**DATA IN THIS EXERCISE**
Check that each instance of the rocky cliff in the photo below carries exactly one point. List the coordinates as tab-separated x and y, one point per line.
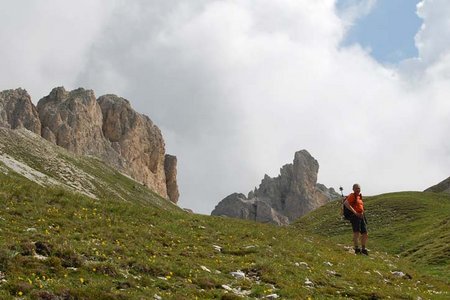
17	111
283	199
106	127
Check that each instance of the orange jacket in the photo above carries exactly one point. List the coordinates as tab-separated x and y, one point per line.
356	202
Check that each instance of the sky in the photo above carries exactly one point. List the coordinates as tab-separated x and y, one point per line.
238	86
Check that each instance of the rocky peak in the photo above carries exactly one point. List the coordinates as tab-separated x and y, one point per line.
292	194
73	120
17	111
107	128
136	139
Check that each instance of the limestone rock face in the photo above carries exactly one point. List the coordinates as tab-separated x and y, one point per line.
107	128
137	140
17	111
283	199
73	120
441	187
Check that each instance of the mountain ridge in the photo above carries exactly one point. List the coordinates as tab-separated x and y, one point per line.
106	127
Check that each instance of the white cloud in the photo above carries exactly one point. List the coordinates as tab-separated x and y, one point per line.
44	42
238	86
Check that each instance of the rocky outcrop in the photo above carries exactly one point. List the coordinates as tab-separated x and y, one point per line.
17	111
73	120
137	140
107	128
441	187
283	199
170	168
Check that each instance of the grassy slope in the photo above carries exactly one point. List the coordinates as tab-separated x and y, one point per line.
414	225
108	249
131	244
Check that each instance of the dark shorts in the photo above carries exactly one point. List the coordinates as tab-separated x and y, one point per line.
358	225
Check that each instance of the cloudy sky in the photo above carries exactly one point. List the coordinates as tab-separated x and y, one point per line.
238	86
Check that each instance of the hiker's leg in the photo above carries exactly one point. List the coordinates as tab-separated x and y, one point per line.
364	237
356	239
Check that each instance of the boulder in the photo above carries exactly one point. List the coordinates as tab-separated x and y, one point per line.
170	169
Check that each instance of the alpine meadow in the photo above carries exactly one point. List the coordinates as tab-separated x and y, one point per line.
98	234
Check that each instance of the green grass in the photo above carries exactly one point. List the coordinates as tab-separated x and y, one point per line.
129	243
107	249
414	225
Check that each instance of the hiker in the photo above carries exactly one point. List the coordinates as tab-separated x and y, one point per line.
355	204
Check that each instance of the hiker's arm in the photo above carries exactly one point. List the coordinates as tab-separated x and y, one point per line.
351	208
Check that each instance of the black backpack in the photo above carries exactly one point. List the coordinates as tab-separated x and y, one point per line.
347	212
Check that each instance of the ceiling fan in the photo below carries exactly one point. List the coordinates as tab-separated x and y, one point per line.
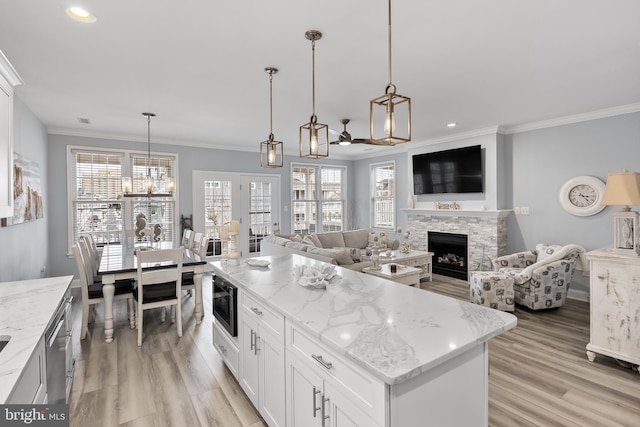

**HOW TO COMPLETE THIS TASK**
Give every record again word for word, pictures excluded.

**RESPONSE**
Check that each instance of the rocky cliff in the photo below carries exactly one point. List the coordinates as tab-separated x and y, one point per line.
17	111
283	199
106	127
Check that each instance of the orange jacket in the photo above carries exactly one point. List the coordinates as tab-separated x and y, one point per line.
356	202
Check that each instance of the sky in the photo above carries exactly one point. List the coordinates as tab-separated x and y, one point per line.
238	86
Check that each instance of the rocky peak in the photo above carries exactly one point. List the coordinates as tab-separated x and y, one point per line.
292	194
73	120
17	111
107	128
136	139
Check that each instance of the limestone rock face in the photo above carries exactly one point. List the coordinates as tab-separated x and y, one point per line.
107	128
137	140
17	111
283	199
73	120
441	187
Check that each instance of the mountain ridge in the photo above carries exactly one point. List the coordinates as tab-separated x and y, one point per line.
106	127
Check that each instance of the white cloud in the photo above carries exactly one point. List the coordinates as tab-separated x and y, one point per line.
44	42
238	86
Check that each instance of the rocky outcrop in the photo above carries exactly one point. List the coordinates as tab-separated x and y, one point per line.
17	111
73	120
137	140
107	128
441	187
283	199
170	168
Check that each instance of the grassy slope in the photo above carries exactly one point. List the coordinates as tab-separated x and y, one point per line.
414	225
108	249
131	244
Check that each instance of the dark shorts in the photo above carries exactly one point. List the coordinates as tab-separated x and y, one point per line.
358	225
Check that each instance of the cloudy sky in the photo above carries exactly one point. List the coordinates as tab-separated x and y, one point per line.
238	86
Check that each instance of the hiker's leg in the photo above carries exactly one point. List the coordinates as tab-separated x and y, one point per line.
364	237
356	239
Check that each instance of the boulder in the photo above carries exactly one point. List the coordinates as tab-separated x and y, one point per line.
170	169
Check that each instance of the alpine meadow in the photo above carries exactly one point. List the coordinates as tab-separated x and y, one point per line.
98	234
Check that each instance of the green grass in the photo above carries exactly one point. List the coordinates as tab-separated x and y, one point per line.
129	243
107	249
414	225
Check that each instance of the hiker in the photo above carries exactly one point. List the coordinates as tab-separated x and y, one point per line.
355	204
Check that each instance of the hiker's arm in the photo above carries exactly one point. List the coordinates as tab-separated x and y, one point per line.
351	208
Check that each instance of the black backpack in the photo above carries exactly one point. List the coordinates as tab-separated x and y, one point per line.
347	212
Check that each instance of the ceiling fan in the photo below carries exactly one point. List the coordinates as tab-separated x and y, one point per line.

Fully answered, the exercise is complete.